* [Assigned task] Continue the account below of a family ski holiday in Peisey Vallandry, starting after its last sentence.

Document passage Block Start

Last week, we went on holiday. A real holiday. Flights, bags, hotel and no covid tests. Like in the old days (or almost, bar masks and certificates of recovery). Since the day we were locked at home for Christmas, getting to this holiday was our single biggest goal. With a nervous smile we boarded the plane and a sigh of relief finally happened when we opened the door to our hotel room. Until then, I guess we were still accounting for something to go wrong. But we made it there. What a joy.
A different place
We were back to our favourite – Club Med style – but this time in a new place, Peisey Vallandry. Booked 2 years ago, you barely remember what you are going for. As we got there, so much was familiar and so much was new. We were all like little children asking a tour of the hotel, registering for classes, ski equipment, exploring premises. I unpacked within the hour, kids’ fluff toys and all, and we were ready to have a home away from home for a week. On day 2, Baby S asked if we could live there. I tried to explain that would be boring after a while but did not get much buy-in.
I find that getting out of the home creates an instant way of cutting the cord and resetting the reality. I admit I struggle to make much of a holiday when I am home (isn’t there always something in the wrong place?). So number 1 for us was the ability to be away and face a new reality.

Document passage Block End
Supplied records Block Start

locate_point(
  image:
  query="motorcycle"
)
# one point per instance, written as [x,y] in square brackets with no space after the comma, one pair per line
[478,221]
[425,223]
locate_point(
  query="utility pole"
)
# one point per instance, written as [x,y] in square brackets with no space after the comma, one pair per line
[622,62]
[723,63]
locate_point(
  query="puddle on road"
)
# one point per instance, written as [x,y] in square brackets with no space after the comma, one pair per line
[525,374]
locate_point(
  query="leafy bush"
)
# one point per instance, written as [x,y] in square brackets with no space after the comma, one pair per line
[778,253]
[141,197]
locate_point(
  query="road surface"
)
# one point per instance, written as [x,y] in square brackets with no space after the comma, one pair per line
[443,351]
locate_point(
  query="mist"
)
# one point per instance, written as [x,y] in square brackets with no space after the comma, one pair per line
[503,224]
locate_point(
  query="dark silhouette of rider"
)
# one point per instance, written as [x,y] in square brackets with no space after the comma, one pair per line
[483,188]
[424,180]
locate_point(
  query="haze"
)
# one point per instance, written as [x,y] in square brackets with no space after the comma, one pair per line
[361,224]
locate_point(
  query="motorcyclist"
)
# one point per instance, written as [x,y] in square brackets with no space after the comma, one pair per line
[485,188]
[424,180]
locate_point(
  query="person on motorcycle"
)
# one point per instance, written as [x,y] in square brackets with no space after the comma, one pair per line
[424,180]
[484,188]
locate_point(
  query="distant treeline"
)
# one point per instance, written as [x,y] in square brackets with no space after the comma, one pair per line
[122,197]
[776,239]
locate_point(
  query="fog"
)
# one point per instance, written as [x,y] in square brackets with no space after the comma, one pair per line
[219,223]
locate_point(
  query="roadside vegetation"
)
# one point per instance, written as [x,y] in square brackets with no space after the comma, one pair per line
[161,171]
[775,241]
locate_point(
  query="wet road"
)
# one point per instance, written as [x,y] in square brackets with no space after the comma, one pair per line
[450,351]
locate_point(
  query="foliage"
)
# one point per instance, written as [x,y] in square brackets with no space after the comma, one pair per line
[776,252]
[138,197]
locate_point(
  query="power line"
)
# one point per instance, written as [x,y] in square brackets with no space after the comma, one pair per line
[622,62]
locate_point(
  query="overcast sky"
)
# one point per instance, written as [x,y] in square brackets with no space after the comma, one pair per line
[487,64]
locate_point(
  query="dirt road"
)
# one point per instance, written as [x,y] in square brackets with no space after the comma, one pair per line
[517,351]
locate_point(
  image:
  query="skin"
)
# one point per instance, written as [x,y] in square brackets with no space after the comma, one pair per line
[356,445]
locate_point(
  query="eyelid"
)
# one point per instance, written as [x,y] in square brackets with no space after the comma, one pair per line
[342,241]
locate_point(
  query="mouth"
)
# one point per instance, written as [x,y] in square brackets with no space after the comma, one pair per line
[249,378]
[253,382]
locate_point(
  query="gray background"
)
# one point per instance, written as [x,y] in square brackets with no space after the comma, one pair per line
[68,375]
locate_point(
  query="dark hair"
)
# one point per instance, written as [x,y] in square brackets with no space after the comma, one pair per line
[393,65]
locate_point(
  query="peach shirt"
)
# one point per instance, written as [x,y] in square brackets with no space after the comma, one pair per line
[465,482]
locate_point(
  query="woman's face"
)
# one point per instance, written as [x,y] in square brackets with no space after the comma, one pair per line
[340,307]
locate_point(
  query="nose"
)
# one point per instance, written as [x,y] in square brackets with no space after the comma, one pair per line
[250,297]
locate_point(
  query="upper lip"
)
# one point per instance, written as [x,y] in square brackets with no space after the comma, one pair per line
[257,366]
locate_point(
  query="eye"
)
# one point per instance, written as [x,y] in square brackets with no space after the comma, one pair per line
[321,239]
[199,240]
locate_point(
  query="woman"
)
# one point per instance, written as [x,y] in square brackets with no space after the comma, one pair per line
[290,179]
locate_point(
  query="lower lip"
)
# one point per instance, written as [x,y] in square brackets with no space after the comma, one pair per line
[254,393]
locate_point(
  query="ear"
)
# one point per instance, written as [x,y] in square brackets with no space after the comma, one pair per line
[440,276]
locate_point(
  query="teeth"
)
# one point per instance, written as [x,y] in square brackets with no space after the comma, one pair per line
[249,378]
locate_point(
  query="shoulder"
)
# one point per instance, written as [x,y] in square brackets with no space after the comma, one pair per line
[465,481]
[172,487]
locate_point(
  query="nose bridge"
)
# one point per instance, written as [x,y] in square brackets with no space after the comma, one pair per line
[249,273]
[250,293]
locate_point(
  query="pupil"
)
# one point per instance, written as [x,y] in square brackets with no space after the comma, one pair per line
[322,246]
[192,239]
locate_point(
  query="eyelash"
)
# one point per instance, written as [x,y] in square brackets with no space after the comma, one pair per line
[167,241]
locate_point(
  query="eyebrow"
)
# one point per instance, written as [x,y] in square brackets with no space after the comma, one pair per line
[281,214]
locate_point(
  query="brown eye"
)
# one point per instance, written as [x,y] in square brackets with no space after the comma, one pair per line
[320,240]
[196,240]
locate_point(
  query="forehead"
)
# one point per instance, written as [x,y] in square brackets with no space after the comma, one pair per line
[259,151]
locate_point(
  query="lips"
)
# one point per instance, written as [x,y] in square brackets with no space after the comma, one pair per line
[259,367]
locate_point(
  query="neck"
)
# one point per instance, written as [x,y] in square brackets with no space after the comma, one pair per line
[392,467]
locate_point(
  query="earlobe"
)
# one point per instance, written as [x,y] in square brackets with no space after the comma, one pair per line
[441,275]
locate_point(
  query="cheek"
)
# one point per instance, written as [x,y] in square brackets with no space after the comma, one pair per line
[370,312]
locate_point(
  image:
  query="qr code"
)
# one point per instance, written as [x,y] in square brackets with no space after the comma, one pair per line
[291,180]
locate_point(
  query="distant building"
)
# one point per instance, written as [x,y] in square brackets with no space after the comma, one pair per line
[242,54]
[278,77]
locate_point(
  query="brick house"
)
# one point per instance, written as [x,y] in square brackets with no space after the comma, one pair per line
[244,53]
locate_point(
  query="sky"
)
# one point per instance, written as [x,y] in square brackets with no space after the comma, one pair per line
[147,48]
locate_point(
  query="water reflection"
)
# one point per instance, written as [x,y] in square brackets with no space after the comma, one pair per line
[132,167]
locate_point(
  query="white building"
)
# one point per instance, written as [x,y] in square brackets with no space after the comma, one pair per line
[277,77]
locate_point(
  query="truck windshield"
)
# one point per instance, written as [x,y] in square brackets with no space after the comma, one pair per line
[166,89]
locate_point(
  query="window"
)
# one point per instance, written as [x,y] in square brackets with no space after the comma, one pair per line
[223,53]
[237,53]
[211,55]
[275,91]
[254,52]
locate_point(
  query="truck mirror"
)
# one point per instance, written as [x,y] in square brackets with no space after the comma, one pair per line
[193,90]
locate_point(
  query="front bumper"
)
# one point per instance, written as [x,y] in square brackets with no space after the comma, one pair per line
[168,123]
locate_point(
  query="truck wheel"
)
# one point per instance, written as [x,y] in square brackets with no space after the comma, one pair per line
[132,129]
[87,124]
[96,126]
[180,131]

Supplied records Block End

* [Response]
A different scenario
A ski holiday is different from anything we have day-to-day. Even if we are on a similar early wake-up schedule. But we dress differently even. And we spend our day outdoors in a type of place we don’t experience day-to-day. Maybe you feel differently if you come from a snowy place – but between Lisbon and London, snow was never a regular thing. So the climate sets the scene, the mountains are our enormous stage and we go through rounds (and chair lifts) of endless physical activity where the only thing that matters is the slope, the turn and whether the skis are parallel enough. Oh, and if there are too many people in the queue to the chairlifts, but then again there is not much we can do about that.
I find that in ski holidays, we get completely immersed in the concept. Unlike beach holidays, where there are multiple beaches, different people we meet and usually a longer period to optimise activities, in skiing, the schedule needs to be kept. By 8.30 kids need to be at mini-club so we can all depart for ski lessons at 9.00. We all exit through the same door (quite literally) and take the same route back to finish our day – roughly.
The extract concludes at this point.